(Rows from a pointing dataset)
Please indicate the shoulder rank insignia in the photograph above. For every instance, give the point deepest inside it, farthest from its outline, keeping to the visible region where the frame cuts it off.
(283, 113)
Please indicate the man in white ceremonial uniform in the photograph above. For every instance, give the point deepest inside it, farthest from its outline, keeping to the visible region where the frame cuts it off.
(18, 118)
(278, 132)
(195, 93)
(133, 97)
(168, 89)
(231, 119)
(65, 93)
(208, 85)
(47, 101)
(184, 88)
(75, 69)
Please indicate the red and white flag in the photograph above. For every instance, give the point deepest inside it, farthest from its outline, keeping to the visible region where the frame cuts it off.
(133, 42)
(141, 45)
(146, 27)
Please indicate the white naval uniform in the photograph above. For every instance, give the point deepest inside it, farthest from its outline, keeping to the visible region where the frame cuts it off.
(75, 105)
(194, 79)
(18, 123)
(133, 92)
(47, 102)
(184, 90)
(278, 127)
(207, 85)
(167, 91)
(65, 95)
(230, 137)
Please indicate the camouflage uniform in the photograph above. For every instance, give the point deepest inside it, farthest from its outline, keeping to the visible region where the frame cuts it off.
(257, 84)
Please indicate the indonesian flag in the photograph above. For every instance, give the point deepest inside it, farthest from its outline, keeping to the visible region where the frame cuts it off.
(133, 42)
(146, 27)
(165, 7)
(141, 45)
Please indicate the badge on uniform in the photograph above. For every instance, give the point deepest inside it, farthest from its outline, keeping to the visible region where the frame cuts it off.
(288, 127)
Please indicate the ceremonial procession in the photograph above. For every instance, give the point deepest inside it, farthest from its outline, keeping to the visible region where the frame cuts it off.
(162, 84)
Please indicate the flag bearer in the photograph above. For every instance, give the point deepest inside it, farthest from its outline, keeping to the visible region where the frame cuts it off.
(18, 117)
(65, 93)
--
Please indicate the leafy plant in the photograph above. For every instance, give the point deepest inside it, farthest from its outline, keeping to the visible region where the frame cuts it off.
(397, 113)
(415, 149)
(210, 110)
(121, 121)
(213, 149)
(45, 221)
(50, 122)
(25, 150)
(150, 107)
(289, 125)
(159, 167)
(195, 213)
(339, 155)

• **Goal**
Return each line of the entries above that contains the word "white". Case counts.

• **Response to the task**
Please indicate the man in white ceremonial uniform in the photograph above. For every instance, give the point deepest inside it, farthest from its outline, keeping to the visible region where the frame cuts it off.
Please indicate the red and white flag in the photograph above. For every instance, give the point deepest inside it, farthest from its outline, keeping to the visible region where the frame cuts it off.
Please indicate the white naval uniform in the photograph above. For every instance, give the point deepest inside it, farthest from its outline, keeping to the visible region where the frame cuts it off.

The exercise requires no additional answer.